# [Listagem de dados]
•••
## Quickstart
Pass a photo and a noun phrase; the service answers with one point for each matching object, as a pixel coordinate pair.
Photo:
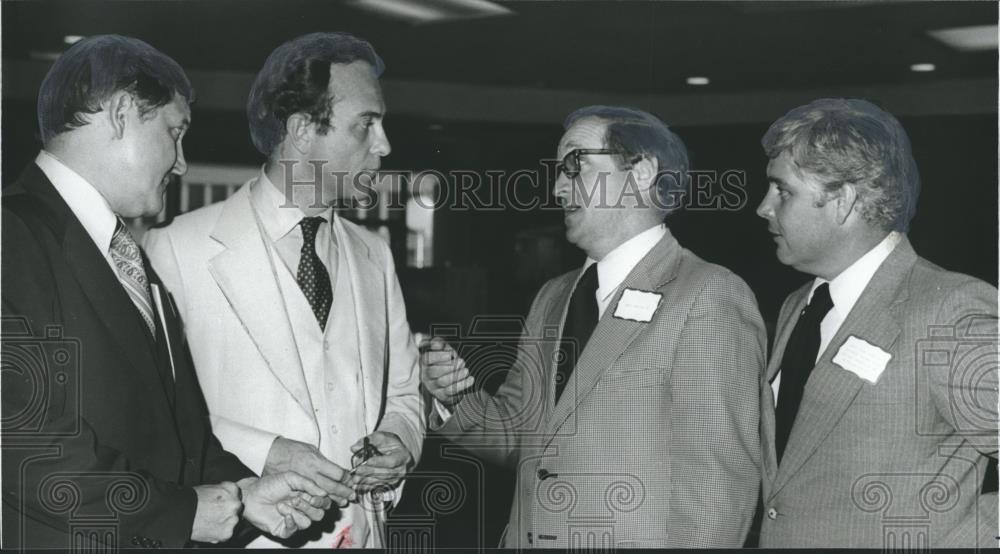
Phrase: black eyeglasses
(571, 161)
•••
# [Enunciado]
Disponha todas as linhas dos registros acima como uma lista JSON de strings, uma string por linha, sem as linhas em branco. Deixe as imagens de fora da resposta.

# [Resultado do exercício]
[
  "## Quickstart",
  "Pass a photo and a noun phrase; the service answers with one point for each matching object, as a pixel coordinate pair.",
  "Photo:",
  "Phrase: black eyeglasses",
  "(571, 161)"
]